* **Selected text**:
-- begin --
Creativity Skills Applied to Earth Science Education: Examples from K-12 Teachers in a Graduate Creativity Class

Journal of Geoscience Education, Jan 2005 by Rule, Audrey C

ABSTRACT

In 1950, J. P. Guilford, the President of the American Psychological Association, gave a speech often identified as initiating national interest in creativity in which he asked researchers to find the promise of creativity in our children and to investigate enhancement of the development of the creative personality. Fifty years later, Yager (2000) called for the knowledge accumulated during the ensuing years of inquiry to be applied to science education.

This article briefly explores different aspects of creativity, and then examines K-12 teachers' reactions to exercises applied to earth science concepts in a graduate creativity class. Different types of puzzle activities centering on geoscience content include a quiz game based on Odyssey of the Mind spontaneous problems, and other exercises related to embedded words, transformed clichés, remotely associated word sets, and wordsmithing. Teachers used visualization for an imaginary interview with a geoscientist, along with personal analogy of an earth science feature. As a culminating activity, teachers fashioned a geoscience curriculum material with a given set of items after using Productive Thinking (Schlichter and Palmer, 1993) to generate possible uses for each given material. Ideas for applying the activities to geoscience classes at various grade levels are included.
-- end --
Excerpts from point annotation data
-- begin --
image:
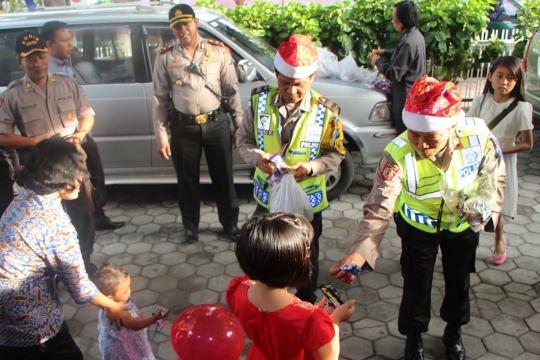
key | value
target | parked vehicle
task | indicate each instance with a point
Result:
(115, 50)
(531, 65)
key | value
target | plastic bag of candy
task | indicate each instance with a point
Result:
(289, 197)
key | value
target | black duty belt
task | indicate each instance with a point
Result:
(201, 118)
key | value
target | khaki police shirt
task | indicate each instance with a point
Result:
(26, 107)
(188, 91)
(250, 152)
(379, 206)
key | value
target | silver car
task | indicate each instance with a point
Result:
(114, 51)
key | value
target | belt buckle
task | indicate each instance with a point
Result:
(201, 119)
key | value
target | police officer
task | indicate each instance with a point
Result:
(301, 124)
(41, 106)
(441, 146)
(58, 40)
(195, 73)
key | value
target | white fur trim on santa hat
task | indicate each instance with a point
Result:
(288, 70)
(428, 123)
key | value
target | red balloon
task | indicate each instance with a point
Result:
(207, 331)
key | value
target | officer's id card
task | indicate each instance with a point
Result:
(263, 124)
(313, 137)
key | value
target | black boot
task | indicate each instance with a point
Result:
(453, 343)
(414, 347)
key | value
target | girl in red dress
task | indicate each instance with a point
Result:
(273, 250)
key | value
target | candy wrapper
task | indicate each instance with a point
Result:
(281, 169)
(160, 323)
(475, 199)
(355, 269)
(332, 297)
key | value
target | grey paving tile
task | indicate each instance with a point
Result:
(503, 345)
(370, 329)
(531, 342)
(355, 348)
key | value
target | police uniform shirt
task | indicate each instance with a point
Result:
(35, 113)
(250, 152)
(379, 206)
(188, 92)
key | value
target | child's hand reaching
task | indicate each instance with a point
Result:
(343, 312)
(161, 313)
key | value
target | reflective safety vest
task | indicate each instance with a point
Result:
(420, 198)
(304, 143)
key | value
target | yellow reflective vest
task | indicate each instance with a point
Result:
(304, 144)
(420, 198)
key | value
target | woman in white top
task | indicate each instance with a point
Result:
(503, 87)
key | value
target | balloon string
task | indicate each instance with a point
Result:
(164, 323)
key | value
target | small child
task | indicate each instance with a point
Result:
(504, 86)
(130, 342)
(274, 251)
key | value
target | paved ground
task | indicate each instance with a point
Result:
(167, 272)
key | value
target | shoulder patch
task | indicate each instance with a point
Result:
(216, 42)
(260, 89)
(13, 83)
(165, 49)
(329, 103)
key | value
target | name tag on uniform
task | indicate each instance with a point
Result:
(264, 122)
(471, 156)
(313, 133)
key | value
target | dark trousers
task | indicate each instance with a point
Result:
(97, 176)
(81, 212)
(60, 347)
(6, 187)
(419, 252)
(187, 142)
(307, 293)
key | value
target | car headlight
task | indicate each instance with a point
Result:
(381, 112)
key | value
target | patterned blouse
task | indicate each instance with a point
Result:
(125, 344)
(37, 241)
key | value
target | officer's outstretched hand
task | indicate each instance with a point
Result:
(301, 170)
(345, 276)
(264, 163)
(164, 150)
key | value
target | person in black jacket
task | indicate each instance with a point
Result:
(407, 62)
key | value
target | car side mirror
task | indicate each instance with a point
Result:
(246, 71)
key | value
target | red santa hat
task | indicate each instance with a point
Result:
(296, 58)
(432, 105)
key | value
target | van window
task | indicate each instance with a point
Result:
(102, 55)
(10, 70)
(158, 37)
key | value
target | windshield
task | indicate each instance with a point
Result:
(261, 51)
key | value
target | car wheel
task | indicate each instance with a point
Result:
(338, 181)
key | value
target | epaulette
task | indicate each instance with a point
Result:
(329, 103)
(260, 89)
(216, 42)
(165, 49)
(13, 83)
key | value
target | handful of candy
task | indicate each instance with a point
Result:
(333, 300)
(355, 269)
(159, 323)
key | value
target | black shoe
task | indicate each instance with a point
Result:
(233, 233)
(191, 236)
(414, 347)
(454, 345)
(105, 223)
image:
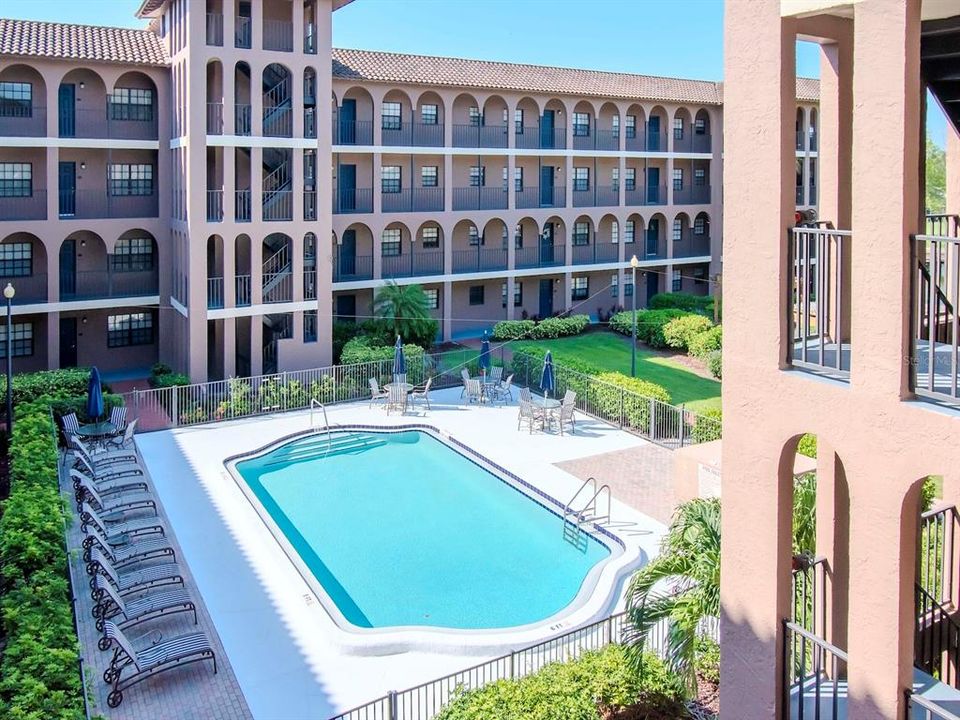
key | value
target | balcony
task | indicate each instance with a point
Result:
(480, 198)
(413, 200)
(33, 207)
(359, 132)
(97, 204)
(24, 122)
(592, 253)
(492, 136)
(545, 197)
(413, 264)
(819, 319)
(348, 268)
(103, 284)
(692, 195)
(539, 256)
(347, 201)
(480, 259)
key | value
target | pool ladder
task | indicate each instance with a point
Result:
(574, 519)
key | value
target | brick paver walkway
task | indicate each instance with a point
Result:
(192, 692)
-- end --
* **Tasks**:
**1)** Repeat the abstract word for word from "This article briefly" to "levels are included.".
**2)** List every puzzle activity that the abstract says centers on geoscience content.

* **The answers**:
**1)**
This article briefly explores different aspects of creativity, and then examines K-12 teachers' reactions to exercises applied to earth science concepts in a graduate creativity class. Different types of puzzle activities centering on geoscience content include a quiz game based on Odyssey of the Mind spontaneous problems, and other exercises related to embedded words, transformed clichés, remotely associated word sets, and wordsmithing. Teachers used visualization for an imaginary interview with a geoscientist, along with personal analogy of an earth science feature. As a culminating activity, teachers fashioned a geoscience curriculum material with a given set of items after using Productive Thinking (Schlichter and Palmer, 1993) to generate possible uses for each given material. Ideas for applying the activities to geoscience classes at various grade levels are included.

**2)**
- A quiz game based on Odyssey of the Mind spontaneous problems
- Exercises related to embedded words
- Transformed clichés
- Remotely associated word sets
- Wordsmithing